*** TEXTO PROPORCIONADO
Aparece en primer plano un cartel con las letras C y L, Comunión y Liberación, uno de los grupos católicos que más lobby hizo para que se eligiera al cardenal alemán. El Papa saluda a los hebreos, que comparten “un patrimonio en común” con los cristianos, saluda a creyentes y no creyentes. Parece haber acusado recibo de las críticas mundiales con las que ha sido acogida su elección, cuando afirma: “No necesito presentar un programa de gobierno (aplausos otra vez); mi programa de gobierno es no hacer lo que quiero, no seguir mis ideas sino escuchar...”.
Luego retoma sus metáforas pesimistas, las mismas que marcaron sus discursos durante las homilías que recitó durante los días previos a su elección. Habla de la humanidad como una “oveja perdida, que en el desierto no encuentra su camino”. Y hay “tantas formas de desierto”, sostiene: “El de la pobreza, el del hambre, el del abandono”. Habla de las almas vacías, del desierto interior y del rol de la Iglesia: “Llevar al hombre fuera del desierto”.
“El mundo es salvado por el crucifijo, no por los crucificadores”, afirma más tarde, y ahora los aplausos son atronadores. Su mejor frase, sin lugar a dudas. “Lo salva la paciencia de Dios, no la impaciencia de los hombres.” Después disparará sobre los poderosos políticos presentes, hablará de la corrupción, de la falta de derechos. Usará la metáfora del pescador de almas para hacer mención a la que parece ir perfilándose como la principal obsesión de su pontificado: reencontrar la unidad de la Iglesia. No por nada había una multitud de sacerdotes de credo oriental ayer en Roma. Un objetivo ambicioso, que tal vez le ayude a quitar los reflectores de sus posiciones demasiado dogmáticas en otros aspectos.
Vuelve a toser Benedicto XVI, esta vez sacando de la manga un pañuelo, lo que generará luego entre los periodistas un sínnumero de especulaciones sobre su frágil salud. Recuerda el 28 de octubre de 1978, cuando Juan Pablo II, en su primer discurso a las multitudes, pronunció su famosa frase: “No tengan miedo, abatan las puertas. Amén”. Termina así su discurso como empezó: con la sombra del fallecido Papa polaco sobre sus espaldas, que tal vez lo acompañe a lo largo de todo su Papado.
******
*** DATOS EN ESTUDIO
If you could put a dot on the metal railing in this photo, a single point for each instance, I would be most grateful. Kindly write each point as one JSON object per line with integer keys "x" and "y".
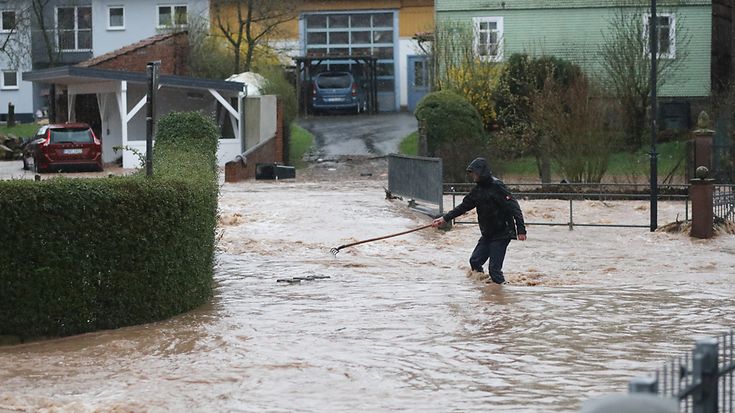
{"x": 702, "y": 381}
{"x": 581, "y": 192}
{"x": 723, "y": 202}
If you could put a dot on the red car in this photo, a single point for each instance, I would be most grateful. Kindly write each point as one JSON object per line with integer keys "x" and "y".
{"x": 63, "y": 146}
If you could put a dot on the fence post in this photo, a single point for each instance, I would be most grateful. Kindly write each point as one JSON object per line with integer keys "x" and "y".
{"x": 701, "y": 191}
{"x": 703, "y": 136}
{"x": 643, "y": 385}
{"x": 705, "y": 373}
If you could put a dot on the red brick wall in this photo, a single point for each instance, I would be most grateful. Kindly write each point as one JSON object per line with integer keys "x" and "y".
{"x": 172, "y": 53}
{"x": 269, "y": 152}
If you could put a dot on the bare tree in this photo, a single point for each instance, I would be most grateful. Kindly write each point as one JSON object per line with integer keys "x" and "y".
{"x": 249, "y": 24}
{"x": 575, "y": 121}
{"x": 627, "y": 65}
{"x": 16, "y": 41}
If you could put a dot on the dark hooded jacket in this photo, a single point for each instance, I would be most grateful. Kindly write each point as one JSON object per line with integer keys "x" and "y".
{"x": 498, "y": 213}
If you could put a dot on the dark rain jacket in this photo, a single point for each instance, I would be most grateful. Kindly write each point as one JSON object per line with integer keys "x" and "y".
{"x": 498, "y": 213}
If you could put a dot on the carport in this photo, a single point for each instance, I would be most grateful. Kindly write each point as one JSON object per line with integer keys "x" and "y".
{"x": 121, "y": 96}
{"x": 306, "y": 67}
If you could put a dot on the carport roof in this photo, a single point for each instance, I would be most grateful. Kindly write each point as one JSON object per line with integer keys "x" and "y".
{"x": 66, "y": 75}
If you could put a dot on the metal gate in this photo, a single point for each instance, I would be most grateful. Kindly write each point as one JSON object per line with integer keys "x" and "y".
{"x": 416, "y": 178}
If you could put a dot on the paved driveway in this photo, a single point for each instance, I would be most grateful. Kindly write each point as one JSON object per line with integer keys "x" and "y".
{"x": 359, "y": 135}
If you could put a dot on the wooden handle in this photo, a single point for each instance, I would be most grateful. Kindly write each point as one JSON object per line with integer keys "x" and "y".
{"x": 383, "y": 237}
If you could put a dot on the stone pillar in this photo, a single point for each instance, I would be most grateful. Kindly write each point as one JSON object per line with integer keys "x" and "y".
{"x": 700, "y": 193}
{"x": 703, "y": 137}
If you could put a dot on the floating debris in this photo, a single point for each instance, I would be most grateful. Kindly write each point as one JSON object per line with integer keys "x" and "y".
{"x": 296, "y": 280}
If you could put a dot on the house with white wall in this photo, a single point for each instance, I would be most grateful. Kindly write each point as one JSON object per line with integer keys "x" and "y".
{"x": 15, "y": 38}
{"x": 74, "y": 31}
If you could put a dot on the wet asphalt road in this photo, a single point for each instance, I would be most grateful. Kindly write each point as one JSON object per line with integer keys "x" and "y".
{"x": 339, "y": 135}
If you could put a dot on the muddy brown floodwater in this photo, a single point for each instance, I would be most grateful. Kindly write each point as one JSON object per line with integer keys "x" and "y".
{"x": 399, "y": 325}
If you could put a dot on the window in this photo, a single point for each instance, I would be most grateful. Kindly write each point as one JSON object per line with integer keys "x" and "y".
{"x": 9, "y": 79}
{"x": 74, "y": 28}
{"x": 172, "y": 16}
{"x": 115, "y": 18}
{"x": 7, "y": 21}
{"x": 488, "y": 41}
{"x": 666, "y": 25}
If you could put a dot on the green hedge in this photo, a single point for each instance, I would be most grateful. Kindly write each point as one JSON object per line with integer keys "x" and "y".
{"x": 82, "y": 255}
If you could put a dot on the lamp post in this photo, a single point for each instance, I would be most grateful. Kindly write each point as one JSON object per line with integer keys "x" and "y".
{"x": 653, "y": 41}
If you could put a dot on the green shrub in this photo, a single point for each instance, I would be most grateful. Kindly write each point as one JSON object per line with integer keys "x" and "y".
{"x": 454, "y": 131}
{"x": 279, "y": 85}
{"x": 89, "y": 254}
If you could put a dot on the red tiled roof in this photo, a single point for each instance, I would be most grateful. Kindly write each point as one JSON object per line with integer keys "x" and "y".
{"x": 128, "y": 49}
******
*** DATOS EN ESTUDIO
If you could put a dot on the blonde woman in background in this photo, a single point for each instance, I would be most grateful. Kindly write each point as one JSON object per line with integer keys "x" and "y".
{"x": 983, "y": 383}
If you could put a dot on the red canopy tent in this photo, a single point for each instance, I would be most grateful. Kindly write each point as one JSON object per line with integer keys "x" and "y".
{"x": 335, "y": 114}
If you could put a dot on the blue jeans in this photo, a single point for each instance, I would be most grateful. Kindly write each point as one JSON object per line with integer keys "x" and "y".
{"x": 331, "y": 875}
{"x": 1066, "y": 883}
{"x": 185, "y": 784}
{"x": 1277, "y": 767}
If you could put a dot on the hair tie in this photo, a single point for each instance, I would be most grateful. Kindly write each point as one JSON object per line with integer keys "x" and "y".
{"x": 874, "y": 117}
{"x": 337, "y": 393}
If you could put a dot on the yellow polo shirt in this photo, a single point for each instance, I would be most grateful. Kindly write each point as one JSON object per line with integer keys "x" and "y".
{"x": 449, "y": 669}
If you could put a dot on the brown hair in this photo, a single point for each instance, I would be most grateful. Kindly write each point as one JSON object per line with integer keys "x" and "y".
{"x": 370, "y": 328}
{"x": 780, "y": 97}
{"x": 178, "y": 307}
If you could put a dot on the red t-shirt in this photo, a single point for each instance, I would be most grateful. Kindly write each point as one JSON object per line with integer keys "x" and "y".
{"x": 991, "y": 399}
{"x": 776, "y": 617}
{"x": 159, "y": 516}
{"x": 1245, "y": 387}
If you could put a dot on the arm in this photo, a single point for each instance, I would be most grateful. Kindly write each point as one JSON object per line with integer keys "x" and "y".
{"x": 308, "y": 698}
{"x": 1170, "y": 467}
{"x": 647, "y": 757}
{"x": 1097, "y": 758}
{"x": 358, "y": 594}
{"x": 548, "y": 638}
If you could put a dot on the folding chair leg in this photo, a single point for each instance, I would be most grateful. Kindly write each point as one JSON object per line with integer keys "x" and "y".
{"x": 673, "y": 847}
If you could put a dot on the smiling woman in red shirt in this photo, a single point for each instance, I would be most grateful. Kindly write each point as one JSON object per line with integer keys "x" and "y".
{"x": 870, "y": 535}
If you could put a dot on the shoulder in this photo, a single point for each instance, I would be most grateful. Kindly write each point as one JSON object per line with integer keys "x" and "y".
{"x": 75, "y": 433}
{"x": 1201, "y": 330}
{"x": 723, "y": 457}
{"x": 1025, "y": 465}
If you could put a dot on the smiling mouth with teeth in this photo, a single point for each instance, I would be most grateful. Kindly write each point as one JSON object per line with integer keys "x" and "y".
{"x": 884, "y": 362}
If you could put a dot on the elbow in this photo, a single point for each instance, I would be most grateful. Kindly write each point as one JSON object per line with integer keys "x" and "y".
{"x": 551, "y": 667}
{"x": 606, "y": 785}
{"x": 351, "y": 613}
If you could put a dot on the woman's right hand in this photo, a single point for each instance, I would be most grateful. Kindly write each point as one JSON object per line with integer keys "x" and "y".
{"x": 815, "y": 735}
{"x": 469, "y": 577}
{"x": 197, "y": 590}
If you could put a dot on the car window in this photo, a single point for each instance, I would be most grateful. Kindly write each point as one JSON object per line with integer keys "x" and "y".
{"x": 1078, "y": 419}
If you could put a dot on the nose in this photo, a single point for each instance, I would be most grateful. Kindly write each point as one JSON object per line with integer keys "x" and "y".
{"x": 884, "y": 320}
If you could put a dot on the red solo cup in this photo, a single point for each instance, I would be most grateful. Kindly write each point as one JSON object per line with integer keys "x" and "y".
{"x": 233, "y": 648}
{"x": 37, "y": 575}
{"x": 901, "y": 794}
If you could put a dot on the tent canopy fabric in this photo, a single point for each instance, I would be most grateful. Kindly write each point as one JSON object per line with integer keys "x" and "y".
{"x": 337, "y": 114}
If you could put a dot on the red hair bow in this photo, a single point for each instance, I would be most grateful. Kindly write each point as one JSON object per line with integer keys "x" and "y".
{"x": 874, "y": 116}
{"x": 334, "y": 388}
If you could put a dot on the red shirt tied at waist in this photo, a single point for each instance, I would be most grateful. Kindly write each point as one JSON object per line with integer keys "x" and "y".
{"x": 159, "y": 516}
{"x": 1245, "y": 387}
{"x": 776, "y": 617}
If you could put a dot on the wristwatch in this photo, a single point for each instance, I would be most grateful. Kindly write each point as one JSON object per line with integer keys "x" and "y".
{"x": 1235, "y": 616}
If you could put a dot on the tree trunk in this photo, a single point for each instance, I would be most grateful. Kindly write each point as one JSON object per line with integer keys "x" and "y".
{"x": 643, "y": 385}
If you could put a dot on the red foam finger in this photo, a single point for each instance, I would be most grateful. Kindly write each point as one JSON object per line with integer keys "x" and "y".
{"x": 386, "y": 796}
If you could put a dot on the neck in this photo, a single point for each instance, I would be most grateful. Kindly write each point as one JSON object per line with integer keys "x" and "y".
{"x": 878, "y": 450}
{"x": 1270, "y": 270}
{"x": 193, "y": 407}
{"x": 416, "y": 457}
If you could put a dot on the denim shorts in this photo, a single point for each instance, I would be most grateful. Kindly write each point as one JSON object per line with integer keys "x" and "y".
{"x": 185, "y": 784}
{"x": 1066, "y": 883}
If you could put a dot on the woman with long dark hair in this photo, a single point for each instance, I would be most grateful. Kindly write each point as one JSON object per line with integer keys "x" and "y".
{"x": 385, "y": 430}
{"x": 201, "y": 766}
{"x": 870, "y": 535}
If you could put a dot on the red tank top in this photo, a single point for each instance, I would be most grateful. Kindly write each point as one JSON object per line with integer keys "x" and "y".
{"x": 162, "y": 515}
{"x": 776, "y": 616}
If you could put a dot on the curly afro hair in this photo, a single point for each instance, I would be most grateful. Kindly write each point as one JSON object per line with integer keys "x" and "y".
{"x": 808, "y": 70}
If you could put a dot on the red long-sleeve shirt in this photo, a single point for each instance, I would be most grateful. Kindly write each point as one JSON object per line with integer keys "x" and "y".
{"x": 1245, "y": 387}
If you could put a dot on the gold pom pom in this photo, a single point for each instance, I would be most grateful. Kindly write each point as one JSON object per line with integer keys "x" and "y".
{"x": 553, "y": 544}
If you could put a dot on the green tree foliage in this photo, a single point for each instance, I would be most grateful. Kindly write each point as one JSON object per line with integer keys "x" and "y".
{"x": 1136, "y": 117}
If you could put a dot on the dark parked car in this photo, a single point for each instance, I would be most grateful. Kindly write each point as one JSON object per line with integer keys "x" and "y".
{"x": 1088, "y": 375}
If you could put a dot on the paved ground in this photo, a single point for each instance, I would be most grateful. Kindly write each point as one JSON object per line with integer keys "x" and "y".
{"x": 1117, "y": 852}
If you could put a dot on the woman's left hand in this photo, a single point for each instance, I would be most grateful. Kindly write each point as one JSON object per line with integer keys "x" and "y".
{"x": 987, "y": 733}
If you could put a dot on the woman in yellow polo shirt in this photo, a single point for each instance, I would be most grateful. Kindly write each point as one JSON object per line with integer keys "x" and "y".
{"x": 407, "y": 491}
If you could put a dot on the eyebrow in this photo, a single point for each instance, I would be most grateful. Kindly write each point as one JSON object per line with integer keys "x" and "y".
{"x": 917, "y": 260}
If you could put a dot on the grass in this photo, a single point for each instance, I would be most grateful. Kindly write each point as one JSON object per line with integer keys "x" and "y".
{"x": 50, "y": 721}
******
▶ **SOBRE EL EJERCICIO**
Indique si cada afirmación coincide con el texto sobre el discurso de Benedicto XVI, respondiendo sí o no y citando literalmente las palabras del texto que lo deciden.
1. Benedicto XVI declara que no necesita presentar un programa de gobierno.
2. Los aplausos más fuertes llegan cuando el Papa habla del desierto de la pobreza.
3. Al toser, el Papa saca un pañuelo de la manga.

▶ **ÁREA DE RESPUESTA**
1. Sí: «“No necesito presentar un programa de gobierno”».
2. No: «“El mundo es salvado por el crucifijo, no por los crucificadores”, afirma más tarde, y ahora los aplausos son atronadores».
3. Sí: «Vuelve a toser Benedicto XVI, esta vez sacando de la manga un pañuelo».